··· Listing
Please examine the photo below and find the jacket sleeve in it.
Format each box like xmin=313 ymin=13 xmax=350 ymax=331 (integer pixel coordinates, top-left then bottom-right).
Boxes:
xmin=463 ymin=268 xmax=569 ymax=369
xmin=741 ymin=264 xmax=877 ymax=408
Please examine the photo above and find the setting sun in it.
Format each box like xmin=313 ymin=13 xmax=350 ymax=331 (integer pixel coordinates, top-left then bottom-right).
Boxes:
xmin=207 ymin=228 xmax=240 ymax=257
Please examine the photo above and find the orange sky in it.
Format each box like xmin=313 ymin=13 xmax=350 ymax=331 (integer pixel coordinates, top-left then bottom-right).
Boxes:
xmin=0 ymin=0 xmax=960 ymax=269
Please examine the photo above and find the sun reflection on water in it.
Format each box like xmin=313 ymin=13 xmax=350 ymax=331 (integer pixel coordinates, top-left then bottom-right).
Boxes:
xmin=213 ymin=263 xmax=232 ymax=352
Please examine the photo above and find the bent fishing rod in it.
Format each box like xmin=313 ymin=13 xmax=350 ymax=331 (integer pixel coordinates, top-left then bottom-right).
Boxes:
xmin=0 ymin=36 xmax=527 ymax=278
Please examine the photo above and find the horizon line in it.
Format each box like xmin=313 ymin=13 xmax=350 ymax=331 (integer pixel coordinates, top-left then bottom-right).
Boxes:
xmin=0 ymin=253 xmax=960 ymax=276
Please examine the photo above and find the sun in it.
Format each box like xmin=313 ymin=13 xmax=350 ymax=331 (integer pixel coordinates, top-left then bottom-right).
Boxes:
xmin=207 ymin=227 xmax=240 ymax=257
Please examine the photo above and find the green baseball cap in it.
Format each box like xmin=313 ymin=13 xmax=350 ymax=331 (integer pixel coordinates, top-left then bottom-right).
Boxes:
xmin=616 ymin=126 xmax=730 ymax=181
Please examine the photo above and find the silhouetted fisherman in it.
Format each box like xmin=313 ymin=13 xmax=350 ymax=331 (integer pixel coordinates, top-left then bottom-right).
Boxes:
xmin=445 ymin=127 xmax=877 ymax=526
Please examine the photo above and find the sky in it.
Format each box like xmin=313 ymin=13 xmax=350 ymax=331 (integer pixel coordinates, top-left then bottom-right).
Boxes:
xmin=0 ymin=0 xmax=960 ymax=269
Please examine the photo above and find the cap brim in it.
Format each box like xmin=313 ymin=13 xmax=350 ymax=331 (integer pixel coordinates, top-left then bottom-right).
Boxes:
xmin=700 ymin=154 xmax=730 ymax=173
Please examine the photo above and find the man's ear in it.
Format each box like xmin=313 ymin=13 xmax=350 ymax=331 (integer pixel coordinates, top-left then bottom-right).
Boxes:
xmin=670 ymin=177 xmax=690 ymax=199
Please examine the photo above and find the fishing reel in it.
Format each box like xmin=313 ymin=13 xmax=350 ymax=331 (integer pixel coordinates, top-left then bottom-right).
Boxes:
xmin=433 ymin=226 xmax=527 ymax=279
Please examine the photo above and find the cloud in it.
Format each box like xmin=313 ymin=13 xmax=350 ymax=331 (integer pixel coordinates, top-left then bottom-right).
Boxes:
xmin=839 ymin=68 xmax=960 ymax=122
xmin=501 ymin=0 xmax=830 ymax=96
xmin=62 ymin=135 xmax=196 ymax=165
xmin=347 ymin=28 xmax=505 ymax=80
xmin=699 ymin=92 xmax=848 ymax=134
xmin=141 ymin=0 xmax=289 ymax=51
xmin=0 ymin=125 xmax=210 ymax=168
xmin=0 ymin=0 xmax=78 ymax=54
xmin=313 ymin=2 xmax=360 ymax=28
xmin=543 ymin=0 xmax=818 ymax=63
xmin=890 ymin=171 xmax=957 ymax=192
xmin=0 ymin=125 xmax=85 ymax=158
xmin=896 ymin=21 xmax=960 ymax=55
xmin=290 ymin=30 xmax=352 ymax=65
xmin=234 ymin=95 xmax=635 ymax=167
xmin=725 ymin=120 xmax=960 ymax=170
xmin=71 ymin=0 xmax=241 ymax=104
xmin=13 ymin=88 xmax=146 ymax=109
······
**The task:** Add 23 to every coordinate in the answer bounding boxes and leave all other numbers unchanged. Reproduce in full every line of the listing between the line that contains "Please examine the photo above and find the man's" and the end of the listing, inclusive, with those coordinates updated.

**Expected answer:**
Please examine the photo above and find the man's ear in it.
Format each box like xmin=313 ymin=13 xmax=350 ymax=331 (integer pixel coordinates, top-left then bottom-right).
Boxes:
xmin=693 ymin=200 xmax=713 ymax=222
Please examine the photo above and find the fishing reel in it.
Format each box like xmin=313 ymin=13 xmax=350 ymax=331 (integer pixel coordinates, top-left then bottom-right).
Boxes:
xmin=456 ymin=249 xmax=550 ymax=302
Please examine the photo above and find the cloud in it.
Format each box like xmin=313 ymin=13 xmax=350 ymax=331 (integer pixel coordinates, top-left then bottom-right).
Boxes:
xmin=862 ymin=91 xmax=983 ymax=145
xmin=524 ymin=23 xmax=853 ymax=119
xmin=85 ymin=158 xmax=219 ymax=188
xmin=370 ymin=51 xmax=528 ymax=103
xmin=722 ymin=115 xmax=871 ymax=157
xmin=164 ymin=23 xmax=312 ymax=74
xmin=23 ymin=148 xmax=233 ymax=191
xmin=23 ymin=23 xmax=101 ymax=77
xmin=336 ymin=25 xmax=383 ymax=51
xmin=566 ymin=23 xmax=841 ymax=86
xmin=913 ymin=194 xmax=980 ymax=215
xmin=23 ymin=148 xmax=108 ymax=181
xmin=919 ymin=44 xmax=983 ymax=78
xmin=313 ymin=53 xmax=375 ymax=88
xmin=257 ymin=118 xmax=658 ymax=190
xmin=748 ymin=143 xmax=983 ymax=193
xmin=94 ymin=23 xmax=264 ymax=127
xmin=36 ymin=111 xmax=169 ymax=132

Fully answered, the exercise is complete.